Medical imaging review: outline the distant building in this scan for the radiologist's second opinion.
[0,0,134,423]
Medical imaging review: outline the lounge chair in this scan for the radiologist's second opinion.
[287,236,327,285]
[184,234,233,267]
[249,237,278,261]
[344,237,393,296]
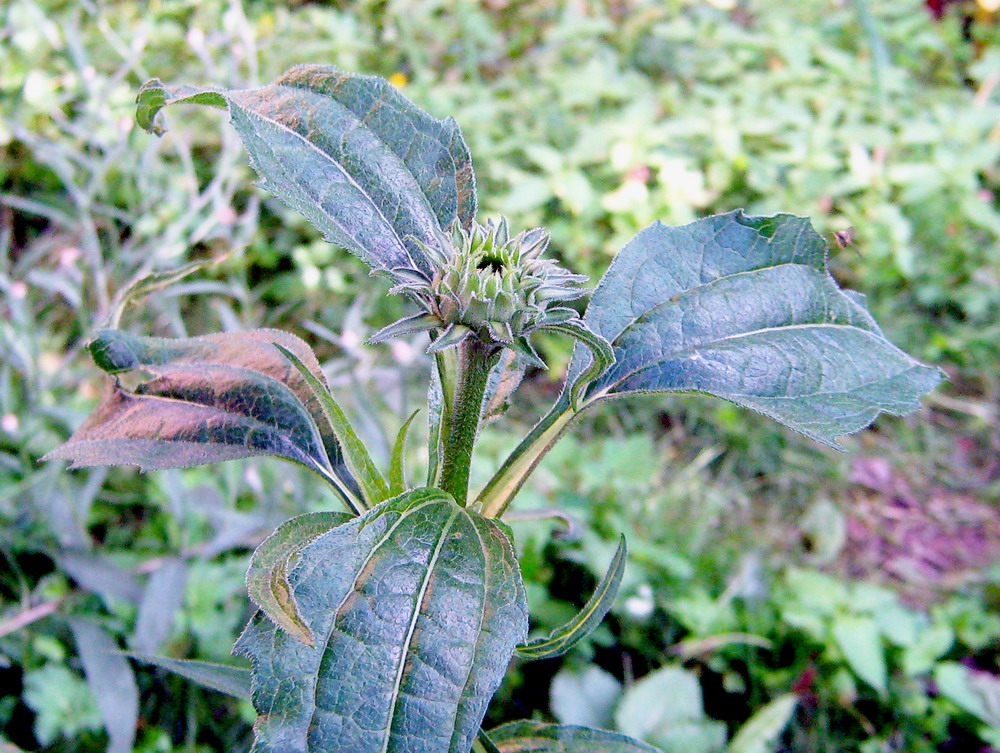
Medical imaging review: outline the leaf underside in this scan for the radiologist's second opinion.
[46,329,345,477]
[517,536,628,659]
[236,489,527,753]
[489,721,659,753]
[573,210,941,447]
[247,512,353,646]
[136,65,476,278]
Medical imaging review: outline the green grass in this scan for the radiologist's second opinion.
[0,0,1000,752]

### Brief
Update the rows above so that every "scan" becomes "photo", with all other text and the coordinate lines left as they are. Leave the pictures out of your output.

### Reply to the exercise
Medical imaging review: outline the distant building in this photo for the radiologist's second opinion.
[0,0,134,423]
Medical imaging review: outline the lounge chair in this photo for the radiologist's second opinion.
[287,236,327,285]
[184,234,233,267]
[249,237,278,261]
[344,237,393,296]
Medical imaging review: outline the leaf underside in this photo for the radiologist's second opinion.
[46,329,345,477]
[517,536,628,659]
[236,489,527,753]
[489,721,659,753]
[573,210,941,447]
[247,512,353,646]
[136,65,476,278]
Medical imaging review: outline the green grass in this photo for the radiologist's second opinion.
[0,0,1000,752]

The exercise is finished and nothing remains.